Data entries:
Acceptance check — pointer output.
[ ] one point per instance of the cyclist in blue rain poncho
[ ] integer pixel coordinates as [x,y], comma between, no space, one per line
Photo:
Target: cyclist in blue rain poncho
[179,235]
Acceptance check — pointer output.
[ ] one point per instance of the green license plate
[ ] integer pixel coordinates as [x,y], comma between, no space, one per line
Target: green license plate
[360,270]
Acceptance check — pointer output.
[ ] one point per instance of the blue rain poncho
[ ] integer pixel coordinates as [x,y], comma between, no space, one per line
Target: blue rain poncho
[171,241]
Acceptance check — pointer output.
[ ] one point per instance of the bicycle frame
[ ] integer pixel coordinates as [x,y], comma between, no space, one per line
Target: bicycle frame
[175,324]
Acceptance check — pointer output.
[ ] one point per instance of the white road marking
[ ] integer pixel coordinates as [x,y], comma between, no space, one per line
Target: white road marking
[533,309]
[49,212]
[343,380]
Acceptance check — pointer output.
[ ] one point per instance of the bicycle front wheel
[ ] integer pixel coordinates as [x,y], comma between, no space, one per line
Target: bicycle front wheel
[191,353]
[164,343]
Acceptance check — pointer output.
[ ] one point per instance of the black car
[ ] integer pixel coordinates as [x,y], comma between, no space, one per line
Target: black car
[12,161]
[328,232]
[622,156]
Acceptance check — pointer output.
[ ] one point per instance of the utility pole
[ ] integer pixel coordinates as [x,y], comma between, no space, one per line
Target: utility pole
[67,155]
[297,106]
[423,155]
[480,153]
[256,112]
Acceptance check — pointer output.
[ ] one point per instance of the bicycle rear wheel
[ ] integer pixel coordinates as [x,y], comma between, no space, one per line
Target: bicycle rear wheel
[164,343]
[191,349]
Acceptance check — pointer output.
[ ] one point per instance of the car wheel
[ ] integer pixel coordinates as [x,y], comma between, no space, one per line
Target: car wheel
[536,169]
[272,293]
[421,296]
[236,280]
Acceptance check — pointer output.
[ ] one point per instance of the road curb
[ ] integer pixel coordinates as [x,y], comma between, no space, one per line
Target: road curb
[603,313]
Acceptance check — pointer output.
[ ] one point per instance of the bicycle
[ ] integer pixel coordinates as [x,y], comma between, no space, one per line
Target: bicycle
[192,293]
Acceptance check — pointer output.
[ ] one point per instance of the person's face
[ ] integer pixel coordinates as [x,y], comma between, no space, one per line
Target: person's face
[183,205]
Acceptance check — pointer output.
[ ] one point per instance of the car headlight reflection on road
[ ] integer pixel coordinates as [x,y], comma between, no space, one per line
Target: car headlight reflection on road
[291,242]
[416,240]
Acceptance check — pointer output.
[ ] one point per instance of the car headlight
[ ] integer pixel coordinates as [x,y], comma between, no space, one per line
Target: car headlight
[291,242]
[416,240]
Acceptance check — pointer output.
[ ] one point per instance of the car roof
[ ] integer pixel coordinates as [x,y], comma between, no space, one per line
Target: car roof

— Task requirements —
Copy all lines from the data that hold the word "roof".

— Task solution —
[ ] one point per instance of the car roof
Target: car roof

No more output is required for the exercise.